Go through the listing and copy every line word for word.
>> Begin MATERIAL FOR THIS EXERCISE
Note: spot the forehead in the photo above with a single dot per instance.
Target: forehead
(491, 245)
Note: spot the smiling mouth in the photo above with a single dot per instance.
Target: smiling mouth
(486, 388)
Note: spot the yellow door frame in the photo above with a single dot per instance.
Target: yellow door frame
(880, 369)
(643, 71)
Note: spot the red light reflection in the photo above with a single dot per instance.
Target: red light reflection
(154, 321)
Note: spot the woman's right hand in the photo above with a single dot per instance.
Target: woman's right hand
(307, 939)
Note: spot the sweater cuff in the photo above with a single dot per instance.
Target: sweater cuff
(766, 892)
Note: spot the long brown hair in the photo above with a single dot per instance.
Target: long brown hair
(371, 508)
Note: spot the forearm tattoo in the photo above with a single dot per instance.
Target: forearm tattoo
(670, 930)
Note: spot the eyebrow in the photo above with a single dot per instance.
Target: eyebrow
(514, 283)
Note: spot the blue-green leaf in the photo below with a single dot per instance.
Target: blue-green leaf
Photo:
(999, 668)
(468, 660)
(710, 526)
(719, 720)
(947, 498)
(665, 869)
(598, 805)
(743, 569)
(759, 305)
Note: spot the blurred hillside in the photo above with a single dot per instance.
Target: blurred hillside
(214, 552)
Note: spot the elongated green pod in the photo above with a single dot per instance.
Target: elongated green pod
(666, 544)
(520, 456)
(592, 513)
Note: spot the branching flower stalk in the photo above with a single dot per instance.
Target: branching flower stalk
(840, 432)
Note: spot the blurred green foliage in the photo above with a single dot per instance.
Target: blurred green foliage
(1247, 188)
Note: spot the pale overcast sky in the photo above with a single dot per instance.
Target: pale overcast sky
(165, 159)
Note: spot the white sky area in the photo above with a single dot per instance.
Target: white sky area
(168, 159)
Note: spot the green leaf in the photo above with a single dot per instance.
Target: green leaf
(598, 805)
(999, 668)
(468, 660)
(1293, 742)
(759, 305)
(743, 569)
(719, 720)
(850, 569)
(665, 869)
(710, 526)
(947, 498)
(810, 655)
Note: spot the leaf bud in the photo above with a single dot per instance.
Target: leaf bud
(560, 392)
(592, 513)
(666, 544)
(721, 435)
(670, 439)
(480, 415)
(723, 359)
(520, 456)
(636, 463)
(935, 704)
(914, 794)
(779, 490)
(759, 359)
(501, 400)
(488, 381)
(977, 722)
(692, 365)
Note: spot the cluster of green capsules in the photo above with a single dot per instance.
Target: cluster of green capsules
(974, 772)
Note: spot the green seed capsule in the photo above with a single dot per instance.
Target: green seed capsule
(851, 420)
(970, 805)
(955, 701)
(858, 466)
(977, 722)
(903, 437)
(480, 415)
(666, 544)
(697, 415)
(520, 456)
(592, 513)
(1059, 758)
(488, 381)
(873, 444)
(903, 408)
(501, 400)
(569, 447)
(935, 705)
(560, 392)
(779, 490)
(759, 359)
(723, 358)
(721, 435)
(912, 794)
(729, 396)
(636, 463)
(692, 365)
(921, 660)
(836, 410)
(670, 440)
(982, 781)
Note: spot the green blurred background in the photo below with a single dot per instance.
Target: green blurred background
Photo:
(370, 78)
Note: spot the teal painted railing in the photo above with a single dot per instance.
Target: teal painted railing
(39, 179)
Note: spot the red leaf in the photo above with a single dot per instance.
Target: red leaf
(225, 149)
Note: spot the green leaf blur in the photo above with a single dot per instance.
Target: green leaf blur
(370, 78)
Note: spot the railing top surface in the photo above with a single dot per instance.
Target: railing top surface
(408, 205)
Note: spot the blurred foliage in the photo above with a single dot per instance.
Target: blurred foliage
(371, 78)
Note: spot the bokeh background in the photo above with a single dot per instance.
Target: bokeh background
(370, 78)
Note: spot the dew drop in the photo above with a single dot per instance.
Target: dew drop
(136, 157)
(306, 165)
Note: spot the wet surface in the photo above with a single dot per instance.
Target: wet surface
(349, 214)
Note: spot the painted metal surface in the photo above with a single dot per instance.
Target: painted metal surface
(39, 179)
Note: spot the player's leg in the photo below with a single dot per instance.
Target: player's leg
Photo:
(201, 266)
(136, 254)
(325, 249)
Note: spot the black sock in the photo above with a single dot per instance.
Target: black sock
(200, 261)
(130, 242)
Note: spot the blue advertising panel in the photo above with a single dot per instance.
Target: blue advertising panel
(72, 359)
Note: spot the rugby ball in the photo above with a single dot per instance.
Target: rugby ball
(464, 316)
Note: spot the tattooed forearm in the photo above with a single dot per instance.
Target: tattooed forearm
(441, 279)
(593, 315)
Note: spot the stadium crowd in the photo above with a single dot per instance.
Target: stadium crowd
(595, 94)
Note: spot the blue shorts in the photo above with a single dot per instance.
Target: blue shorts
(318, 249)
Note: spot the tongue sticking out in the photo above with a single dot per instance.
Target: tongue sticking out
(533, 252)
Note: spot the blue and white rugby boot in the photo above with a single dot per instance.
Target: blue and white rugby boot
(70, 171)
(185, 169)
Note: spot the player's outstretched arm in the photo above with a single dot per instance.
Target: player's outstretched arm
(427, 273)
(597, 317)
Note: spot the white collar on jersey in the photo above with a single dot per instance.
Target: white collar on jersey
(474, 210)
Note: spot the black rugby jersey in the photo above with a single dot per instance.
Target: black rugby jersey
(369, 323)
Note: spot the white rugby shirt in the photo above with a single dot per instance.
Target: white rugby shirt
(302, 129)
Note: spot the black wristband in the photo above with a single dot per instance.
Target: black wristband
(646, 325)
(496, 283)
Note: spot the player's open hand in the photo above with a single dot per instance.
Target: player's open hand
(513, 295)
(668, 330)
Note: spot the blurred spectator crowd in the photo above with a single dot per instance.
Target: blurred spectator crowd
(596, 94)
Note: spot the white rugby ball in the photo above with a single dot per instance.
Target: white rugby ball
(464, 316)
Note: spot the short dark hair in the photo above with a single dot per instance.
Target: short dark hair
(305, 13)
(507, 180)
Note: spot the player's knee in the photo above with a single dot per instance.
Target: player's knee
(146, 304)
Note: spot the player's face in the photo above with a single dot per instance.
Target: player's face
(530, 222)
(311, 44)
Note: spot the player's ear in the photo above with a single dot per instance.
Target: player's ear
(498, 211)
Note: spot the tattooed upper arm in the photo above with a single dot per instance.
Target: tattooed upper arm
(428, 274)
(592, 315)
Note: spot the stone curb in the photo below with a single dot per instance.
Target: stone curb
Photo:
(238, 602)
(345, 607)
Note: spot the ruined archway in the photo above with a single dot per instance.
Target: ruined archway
>> End MATERIAL FOR THIS EXERCISE
*IN RESPONSE*
Note: spot the forehead in the photo above with a single dot per instance.
Target: forehead
(491, 245)
Note: spot the smiling mouth in the photo above with a single dot per instance.
Target: smiling mouth
(486, 388)
Note: spot the yellow door frame in the photo above with a single dot per instance.
Target: yellow door frame
(880, 369)
(643, 71)
Note: spot the red light reflection in the photo above with a single dot per instance.
Target: red light reflection
(154, 321)
Note: spot the woman's right hand in the photo above with a single dot per instance.
Target: woman's right hand
(307, 939)
Note: spot the sweater cuff in the photo above with a single dot per instance.
Target: sweater cuff
(766, 892)
Note: spot the long brown hair in the photo above with a single dot per instance.
Target: long brown hair
(371, 508)
Note: spot the forearm tattoo in the photo above with a single dot per instance.
Target: forearm tattoo
(670, 930)
Note: spot the eyebrow in the photo above with a single dot per instance.
Target: eyebrow
(514, 283)
Note: spot the blue-green leaf in the photo below with a single dot per instance.
Target: blue-green leaf
Photo:
(999, 668)
(468, 660)
(710, 526)
(719, 720)
(947, 498)
(665, 869)
(598, 805)
(743, 569)
(759, 305)
Note: spot the blurred hillside in the photo above with a single dot per instance.
Target: blurred hillside
(214, 552)
Note: spot the elongated green pod in the photo above with a single dot per instance.
Target: elongated green pod
(666, 544)
(520, 456)
(592, 513)
Note: spot the branching flower stalk in the photo above with a single dot per instance.
Target: branching flower stalk
(840, 432)
Note: spot the blurred green foliage in the photo above with a single dot per instance.
Target: blurred green foliage
(1247, 188)
Note: spot the pale overcast sky in the photo above with a single dot per instance.
Target: pale overcast sky
(165, 159)
Note: spot the white sky area in the photo above with a single dot per instance.
Target: white sky area
(168, 159)
Note: spot the green leaf in the photo above with a single dot per instance.
Target: green leaf
(598, 805)
(999, 668)
(468, 660)
(1293, 742)
(759, 305)
(743, 569)
(719, 720)
(850, 569)
(665, 869)
(710, 526)
(947, 498)
(810, 655)
Note: spot the leaf bud in the photo above with a single dot per instance.
Target: leaf bud
(560, 392)
(592, 513)
(666, 544)
(721, 435)
(670, 439)
(480, 415)
(723, 359)
(520, 456)
(636, 463)
(935, 704)
(914, 794)
(779, 490)
(759, 359)
(501, 400)
(488, 381)
(977, 722)
(692, 365)
Note: spot the cluster of green capsules in the photo above with a single dot per instance.
Target: cluster of green capsules
(974, 772)
Note: spot the green seed capsule in the photo above with a single dot per instance.
Target: green seed capsule
(851, 420)
(970, 805)
(955, 701)
(858, 466)
(977, 722)
(903, 437)
(480, 415)
(666, 544)
(697, 415)
(520, 456)
(592, 513)
(1059, 758)
(488, 381)
(873, 444)
(903, 408)
(501, 400)
(569, 447)
(935, 705)
(560, 392)
(779, 490)
(759, 359)
(723, 358)
(721, 435)
(912, 794)
(729, 396)
(636, 463)
(692, 365)
(921, 660)
(836, 410)
(670, 440)
(982, 781)
Note: spot the green blurred background in the photo below with a single dot per instance.
Target: green blurred background
Photo:
(370, 78)
Note: spot the teal painted railing in the photo above with a single dot per instance.
Target: teal painted railing
(39, 179)
Note: spot the red leaf in the photo above with a single dot per instance.
Target: red leaf
(225, 149)
Note: spot the green leaf blur in the photo above with a single dot per instance.
Target: green leaf blur
(370, 78)
Note: spot the railing top surface in the photo above with a single dot per instance.
Target: railing top surface
(408, 205)
Note: spot the blurred foliage in the photo above with a single dot per instance.
Target: blurred foliage
(371, 78)
Note: spot the bokeh background in the photo above with a single dot per instance.
Target: bokeh background
(370, 78)
Note: spot the dew drop in the photo above with a single dot per instance.
Target: dew drop
(136, 157)
(306, 165)
Note: spot the wet surface in the photo above with a single dot per instance.
Target: wet surface
(349, 214)
Note: spot the painted metal surface in the photo above with a single dot per instance.
Target: painted metal surface
(39, 179)
Note: spot the player's leg in the photo below with a single dot per instance.
Target: player's leg
Photo:
(201, 266)
(136, 254)
(325, 249)
Note: spot the black sock in the photo above with a single dot per instance.
Target: black sock
(200, 261)
(130, 242)
Note: spot the blue advertising panel in the photo above with a single dot per instance.
Target: blue advertising panel
(72, 359)
Note: spot the rugby ball in the photo above with a single dot per instance.
Target: rugby ball
(464, 316)
Note: spot the tattooed forearm in the photo above with a single dot per instance.
Target: tattooed forearm
(441, 279)
(593, 315)
Note: spot the stadium crowd in the photo above with a single dot per instance.
Target: stadium crowd
(595, 94)
Note: spot the blue shorts in the photo above with a single dot per instance.
Target: blue shorts
(318, 249)
Note: spot the tongue sticking out in the photo above with a single dot per instance.
Target: tongue sticking out
(533, 252)
Note: spot the blue and white rugby boot in the photo above with a single dot per instance.
Target: blue and white rugby boot
(70, 171)
(185, 169)
Note: spot the player's outstretched arm in the photo above with a single dot per instance.
Target: player's outstretched arm
(427, 273)
(597, 317)
Note: spot the white collar on jersey in the photo above with a single dot per instance.
Target: white collar on jersey
(474, 210)
Note: spot the black rugby jersey in the photo above with a single dot per instance.
Target: black rugby jersey
(369, 323)
Note: spot the white rugby shirt in the photo above with a single dot per instance.
Target: white rugby shirt
(302, 129)
Note: spot the black wristband in the photo above with a single dot per instance.
Target: black wristband
(646, 325)
(496, 283)
Note: spot the player's open hand in the photo above with a single dot per instance.
Target: player's open hand
(513, 295)
(668, 330)
Note: spot the blurred spectator crowd in the photo above with a single dot per instance.
Target: blurred spectator crowd
(596, 94)
Note: spot the white rugby ball in the photo above with a single dot per instance.
Target: white rugby ball
(464, 316)
Note: spot the short dark hair in the photo above with a single dot per instance.
Target: short dark hair
(305, 13)
(507, 180)
Note: spot the player's knee in the photo above with a single dot per instance.
Target: player's knee
(146, 304)
Note: spot the player's face in the photo above with a single dot per instance.
Target: player's face
(530, 222)
(311, 44)
Note: spot the player's ear in the photo above with a single dot per instance.
Target: player's ear
(498, 211)
Note: spot the tattooed upper arm in the photo above with a single dot per instance.
Target: tattooed upper arm
(428, 274)
(592, 315)
Note: spot the stone curb in the photo below with a single dot per instance.
Target: stone curb
Photo:
(238, 602)
(345, 607)
Note: spot the ruined archway in the photo above with a single dot per instance.
Target: ruined archway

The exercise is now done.